▶ [To do]:
Would it be possible to quote, exactly and in full, the lines from the one with "find flag |" through the end of the entries below?

— Begin —

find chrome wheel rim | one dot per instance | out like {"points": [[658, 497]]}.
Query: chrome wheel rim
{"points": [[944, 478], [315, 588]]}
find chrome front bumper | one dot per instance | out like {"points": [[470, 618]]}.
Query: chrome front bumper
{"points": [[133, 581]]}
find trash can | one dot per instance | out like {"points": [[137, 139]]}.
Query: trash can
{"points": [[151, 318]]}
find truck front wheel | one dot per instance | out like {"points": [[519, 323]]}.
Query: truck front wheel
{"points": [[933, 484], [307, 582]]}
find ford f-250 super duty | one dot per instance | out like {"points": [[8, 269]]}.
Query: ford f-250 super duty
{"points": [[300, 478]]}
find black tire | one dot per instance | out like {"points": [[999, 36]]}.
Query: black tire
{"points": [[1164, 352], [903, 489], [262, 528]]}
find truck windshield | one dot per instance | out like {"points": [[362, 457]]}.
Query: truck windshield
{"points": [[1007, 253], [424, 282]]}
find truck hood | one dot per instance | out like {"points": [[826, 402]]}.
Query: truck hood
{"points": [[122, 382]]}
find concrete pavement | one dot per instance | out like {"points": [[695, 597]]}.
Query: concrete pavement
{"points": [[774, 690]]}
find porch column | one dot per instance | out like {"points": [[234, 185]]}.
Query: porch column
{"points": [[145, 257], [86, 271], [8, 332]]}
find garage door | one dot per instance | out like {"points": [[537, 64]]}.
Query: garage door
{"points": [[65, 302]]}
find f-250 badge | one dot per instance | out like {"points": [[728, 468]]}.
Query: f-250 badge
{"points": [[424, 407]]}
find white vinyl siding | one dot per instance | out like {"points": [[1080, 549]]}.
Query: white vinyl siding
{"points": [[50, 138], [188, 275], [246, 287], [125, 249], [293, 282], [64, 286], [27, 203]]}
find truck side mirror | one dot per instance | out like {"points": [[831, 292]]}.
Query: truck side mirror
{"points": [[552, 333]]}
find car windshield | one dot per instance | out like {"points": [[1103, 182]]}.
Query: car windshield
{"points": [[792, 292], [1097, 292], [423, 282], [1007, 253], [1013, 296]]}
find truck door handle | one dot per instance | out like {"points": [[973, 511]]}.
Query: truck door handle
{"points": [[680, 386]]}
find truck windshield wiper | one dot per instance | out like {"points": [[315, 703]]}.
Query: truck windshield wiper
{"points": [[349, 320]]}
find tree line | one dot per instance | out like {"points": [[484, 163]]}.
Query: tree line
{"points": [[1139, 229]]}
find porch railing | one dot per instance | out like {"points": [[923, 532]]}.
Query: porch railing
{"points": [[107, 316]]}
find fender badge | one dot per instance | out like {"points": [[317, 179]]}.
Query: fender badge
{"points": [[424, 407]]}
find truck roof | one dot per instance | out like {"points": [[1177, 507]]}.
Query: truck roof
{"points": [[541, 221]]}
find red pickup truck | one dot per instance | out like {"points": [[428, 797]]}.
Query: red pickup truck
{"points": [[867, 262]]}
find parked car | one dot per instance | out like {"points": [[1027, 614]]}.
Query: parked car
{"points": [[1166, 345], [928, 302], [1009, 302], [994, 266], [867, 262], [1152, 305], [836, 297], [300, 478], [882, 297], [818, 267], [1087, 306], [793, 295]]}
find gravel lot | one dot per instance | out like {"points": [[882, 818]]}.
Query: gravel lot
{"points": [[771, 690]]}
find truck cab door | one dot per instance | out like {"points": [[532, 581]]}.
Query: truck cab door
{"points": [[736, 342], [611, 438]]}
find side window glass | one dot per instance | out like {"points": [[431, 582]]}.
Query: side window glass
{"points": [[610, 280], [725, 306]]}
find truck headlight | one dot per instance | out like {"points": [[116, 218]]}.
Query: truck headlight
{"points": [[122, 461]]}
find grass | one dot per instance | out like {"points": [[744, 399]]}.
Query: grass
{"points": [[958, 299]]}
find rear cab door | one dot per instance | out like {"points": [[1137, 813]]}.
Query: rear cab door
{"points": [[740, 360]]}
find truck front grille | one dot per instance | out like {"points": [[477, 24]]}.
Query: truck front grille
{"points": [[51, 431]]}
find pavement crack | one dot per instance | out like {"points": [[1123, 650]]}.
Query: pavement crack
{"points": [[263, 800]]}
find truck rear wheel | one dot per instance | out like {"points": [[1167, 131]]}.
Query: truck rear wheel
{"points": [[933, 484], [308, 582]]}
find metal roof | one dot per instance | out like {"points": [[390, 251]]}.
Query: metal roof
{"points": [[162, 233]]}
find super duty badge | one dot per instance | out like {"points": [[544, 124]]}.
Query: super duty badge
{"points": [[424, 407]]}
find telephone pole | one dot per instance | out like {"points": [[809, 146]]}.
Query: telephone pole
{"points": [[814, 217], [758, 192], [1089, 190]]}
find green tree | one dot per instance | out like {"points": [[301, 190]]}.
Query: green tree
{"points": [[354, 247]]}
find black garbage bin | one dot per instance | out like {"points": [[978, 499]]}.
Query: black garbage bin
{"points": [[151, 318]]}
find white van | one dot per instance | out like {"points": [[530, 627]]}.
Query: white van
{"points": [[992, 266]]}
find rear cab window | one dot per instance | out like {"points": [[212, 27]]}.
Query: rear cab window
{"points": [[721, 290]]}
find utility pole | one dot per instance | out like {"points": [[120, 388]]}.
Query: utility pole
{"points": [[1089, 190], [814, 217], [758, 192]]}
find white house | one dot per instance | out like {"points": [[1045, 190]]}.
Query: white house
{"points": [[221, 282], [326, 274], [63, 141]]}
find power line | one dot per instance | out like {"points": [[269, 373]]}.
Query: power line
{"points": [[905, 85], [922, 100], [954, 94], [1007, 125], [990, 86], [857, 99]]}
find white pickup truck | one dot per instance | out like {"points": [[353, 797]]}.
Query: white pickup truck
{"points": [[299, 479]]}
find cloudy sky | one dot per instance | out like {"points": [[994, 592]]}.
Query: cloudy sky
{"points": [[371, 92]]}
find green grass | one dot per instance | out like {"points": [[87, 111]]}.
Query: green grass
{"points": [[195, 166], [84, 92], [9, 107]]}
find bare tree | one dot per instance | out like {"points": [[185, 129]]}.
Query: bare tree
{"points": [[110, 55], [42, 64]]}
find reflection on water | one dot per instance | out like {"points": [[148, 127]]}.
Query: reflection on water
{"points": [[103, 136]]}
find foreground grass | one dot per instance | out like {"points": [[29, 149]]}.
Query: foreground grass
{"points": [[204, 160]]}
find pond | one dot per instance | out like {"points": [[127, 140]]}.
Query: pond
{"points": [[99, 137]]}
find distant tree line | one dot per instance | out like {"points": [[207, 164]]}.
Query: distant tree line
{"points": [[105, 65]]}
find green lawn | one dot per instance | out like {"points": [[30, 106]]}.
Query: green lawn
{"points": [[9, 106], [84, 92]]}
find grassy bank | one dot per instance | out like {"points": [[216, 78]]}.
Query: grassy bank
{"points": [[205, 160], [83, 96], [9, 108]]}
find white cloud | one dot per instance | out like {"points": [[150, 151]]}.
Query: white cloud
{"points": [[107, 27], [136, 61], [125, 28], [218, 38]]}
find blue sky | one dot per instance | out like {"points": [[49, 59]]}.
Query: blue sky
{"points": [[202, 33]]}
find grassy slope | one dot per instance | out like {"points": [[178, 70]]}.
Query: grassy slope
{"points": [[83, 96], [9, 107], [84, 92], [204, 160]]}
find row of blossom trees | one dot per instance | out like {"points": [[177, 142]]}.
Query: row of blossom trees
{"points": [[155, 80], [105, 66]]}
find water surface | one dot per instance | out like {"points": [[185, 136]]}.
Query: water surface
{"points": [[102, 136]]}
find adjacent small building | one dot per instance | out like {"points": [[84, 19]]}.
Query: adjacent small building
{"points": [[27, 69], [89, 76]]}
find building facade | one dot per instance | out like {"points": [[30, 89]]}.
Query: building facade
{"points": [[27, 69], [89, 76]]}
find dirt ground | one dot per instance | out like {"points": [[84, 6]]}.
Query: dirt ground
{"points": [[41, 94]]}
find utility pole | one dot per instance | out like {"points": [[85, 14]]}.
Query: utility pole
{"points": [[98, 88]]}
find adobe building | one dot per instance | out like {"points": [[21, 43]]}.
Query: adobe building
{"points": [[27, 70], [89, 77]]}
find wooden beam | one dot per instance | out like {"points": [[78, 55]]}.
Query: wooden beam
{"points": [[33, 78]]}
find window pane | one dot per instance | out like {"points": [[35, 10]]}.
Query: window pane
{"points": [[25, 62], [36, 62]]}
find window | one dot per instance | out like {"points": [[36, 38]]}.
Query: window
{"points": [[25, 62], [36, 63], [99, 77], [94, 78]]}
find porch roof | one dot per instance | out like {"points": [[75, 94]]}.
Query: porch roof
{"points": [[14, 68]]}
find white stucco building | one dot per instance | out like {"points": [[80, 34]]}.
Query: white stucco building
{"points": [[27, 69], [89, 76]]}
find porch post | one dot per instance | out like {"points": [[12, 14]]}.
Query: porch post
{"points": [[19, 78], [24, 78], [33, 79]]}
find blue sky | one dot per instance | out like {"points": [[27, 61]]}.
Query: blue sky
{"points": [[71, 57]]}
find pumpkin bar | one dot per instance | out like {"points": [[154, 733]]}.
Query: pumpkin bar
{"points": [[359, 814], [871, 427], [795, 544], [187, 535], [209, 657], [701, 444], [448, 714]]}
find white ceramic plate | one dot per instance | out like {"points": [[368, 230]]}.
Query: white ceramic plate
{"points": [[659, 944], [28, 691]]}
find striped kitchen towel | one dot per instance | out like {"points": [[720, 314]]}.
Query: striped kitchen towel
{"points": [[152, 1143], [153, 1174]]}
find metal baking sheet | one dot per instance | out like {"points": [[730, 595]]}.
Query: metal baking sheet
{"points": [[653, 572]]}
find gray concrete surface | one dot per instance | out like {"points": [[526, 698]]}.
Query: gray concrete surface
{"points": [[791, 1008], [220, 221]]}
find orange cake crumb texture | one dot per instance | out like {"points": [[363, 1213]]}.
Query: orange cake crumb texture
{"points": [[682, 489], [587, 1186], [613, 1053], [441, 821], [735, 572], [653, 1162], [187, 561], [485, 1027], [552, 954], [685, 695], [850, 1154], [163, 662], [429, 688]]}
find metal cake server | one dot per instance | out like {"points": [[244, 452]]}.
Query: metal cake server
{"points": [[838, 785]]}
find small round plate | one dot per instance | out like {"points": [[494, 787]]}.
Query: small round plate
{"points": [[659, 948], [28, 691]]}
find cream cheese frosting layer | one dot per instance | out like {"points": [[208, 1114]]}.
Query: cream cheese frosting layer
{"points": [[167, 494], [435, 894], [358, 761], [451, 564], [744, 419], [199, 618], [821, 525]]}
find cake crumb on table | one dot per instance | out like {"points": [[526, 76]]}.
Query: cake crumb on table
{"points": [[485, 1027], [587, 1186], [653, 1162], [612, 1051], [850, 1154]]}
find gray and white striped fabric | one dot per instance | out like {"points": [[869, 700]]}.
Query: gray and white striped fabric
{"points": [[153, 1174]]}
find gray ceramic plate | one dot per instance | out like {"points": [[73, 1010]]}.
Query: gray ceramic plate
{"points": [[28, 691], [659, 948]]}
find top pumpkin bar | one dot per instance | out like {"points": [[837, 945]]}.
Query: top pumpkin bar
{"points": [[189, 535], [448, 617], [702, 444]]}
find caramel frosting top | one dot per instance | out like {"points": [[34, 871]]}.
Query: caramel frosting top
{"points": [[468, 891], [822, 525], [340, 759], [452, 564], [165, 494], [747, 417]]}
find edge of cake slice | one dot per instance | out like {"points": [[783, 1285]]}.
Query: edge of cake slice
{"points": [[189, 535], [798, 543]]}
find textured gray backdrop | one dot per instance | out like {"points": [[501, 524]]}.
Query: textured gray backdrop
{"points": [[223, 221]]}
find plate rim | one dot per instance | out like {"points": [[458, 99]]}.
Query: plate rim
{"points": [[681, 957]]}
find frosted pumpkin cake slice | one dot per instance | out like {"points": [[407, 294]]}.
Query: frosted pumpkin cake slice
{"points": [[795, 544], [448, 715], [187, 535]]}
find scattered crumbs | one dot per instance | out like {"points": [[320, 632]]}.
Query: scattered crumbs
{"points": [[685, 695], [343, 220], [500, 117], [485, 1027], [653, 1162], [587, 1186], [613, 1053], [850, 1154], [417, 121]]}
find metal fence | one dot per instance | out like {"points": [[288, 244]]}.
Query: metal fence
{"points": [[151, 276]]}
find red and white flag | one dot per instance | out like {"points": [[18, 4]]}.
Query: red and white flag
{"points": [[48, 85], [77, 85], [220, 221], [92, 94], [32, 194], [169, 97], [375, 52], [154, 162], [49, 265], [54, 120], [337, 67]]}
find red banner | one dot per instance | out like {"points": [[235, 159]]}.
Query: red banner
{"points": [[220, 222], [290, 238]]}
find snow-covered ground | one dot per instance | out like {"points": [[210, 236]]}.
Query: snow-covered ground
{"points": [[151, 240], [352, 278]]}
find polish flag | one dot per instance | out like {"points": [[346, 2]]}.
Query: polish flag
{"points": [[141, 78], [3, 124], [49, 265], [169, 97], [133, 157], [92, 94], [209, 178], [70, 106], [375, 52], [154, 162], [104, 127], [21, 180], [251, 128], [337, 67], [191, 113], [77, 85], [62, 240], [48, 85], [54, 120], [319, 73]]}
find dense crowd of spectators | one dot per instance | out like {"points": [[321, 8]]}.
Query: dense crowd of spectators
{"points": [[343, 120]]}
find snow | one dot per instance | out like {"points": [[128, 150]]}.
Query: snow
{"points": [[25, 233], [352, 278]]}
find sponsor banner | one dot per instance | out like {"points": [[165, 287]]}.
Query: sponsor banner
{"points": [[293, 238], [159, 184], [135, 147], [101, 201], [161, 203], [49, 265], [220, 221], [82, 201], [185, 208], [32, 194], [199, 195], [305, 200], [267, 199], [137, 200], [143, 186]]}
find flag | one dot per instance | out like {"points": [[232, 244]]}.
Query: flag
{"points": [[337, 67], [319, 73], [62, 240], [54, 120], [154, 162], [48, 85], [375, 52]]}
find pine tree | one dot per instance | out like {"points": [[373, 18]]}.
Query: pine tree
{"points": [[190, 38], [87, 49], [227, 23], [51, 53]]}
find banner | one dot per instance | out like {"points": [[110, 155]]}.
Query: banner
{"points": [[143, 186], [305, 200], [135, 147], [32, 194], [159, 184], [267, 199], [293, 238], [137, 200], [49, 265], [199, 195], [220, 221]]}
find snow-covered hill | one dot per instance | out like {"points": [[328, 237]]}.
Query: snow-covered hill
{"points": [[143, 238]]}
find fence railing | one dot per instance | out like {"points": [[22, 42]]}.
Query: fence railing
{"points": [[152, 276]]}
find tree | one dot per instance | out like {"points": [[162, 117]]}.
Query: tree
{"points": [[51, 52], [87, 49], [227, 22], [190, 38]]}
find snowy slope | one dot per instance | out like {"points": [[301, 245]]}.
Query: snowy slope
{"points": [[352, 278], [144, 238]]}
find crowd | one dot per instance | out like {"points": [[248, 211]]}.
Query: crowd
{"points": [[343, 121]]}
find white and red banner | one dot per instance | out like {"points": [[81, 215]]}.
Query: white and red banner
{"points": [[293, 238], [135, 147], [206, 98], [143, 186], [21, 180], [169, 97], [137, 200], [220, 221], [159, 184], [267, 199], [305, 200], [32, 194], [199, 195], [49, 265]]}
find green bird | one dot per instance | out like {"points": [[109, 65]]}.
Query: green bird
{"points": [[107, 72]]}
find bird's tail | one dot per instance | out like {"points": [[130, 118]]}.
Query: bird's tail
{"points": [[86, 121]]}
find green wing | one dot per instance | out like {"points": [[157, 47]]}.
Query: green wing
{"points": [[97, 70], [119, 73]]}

— End —

▶ [Solution for this task]:
find flag | one dot per instance | out like {"points": [[232, 244]]}.
Query: flag
{"points": [[337, 67], [319, 73], [62, 240], [54, 120], [154, 162], [48, 85], [375, 52]]}
find pine tree | one dot per instance | out like {"points": [[373, 18]]}.
Query: pine tree
{"points": [[190, 38], [87, 49], [227, 23], [51, 53]]}
find banner | one dot per instance | out like {"points": [[110, 155]]}.
Query: banner
{"points": [[143, 186], [305, 200], [135, 147], [32, 194], [159, 184], [267, 199], [293, 238], [137, 200], [49, 265], [199, 195], [220, 221]]}
find snow-covered hill | one dot per instance | out like {"points": [[328, 237]]}.
Query: snow-covered hill
{"points": [[143, 238]]}
find fence railing | one dot per instance | out like {"points": [[22, 42]]}.
Query: fence railing
{"points": [[152, 276]]}
find tree | one dot per instance | out like {"points": [[162, 117]]}.
Query: tree
{"points": [[51, 52], [87, 49], [227, 22], [190, 38]]}
find snowy slope | one dot per instance | out like {"points": [[301, 245]]}.
Query: snowy slope
{"points": [[352, 278], [144, 238]]}
find crowd | one dot per instance | out like {"points": [[248, 211]]}.
Query: crowd
{"points": [[343, 121]]}
find white and red banner | one dot per instance | out like {"points": [[81, 215]]}.
Query: white and red banner
{"points": [[293, 238], [135, 147], [206, 98], [143, 186], [21, 180], [169, 97], [137, 200], [220, 221], [159, 184], [267, 199], [305, 200], [32, 194], [199, 195], [49, 265]]}
find green bird | one dot per instance | out like {"points": [[109, 65]]}.
Query: green bird
{"points": [[107, 72]]}
find bird's tail | one dot per instance | out like {"points": [[130, 118]]}.
Query: bird's tail
{"points": [[86, 121]]}
find green wing | one dot per instance | out like {"points": [[157, 47]]}.
Query: green wing
{"points": [[97, 70], [119, 73]]}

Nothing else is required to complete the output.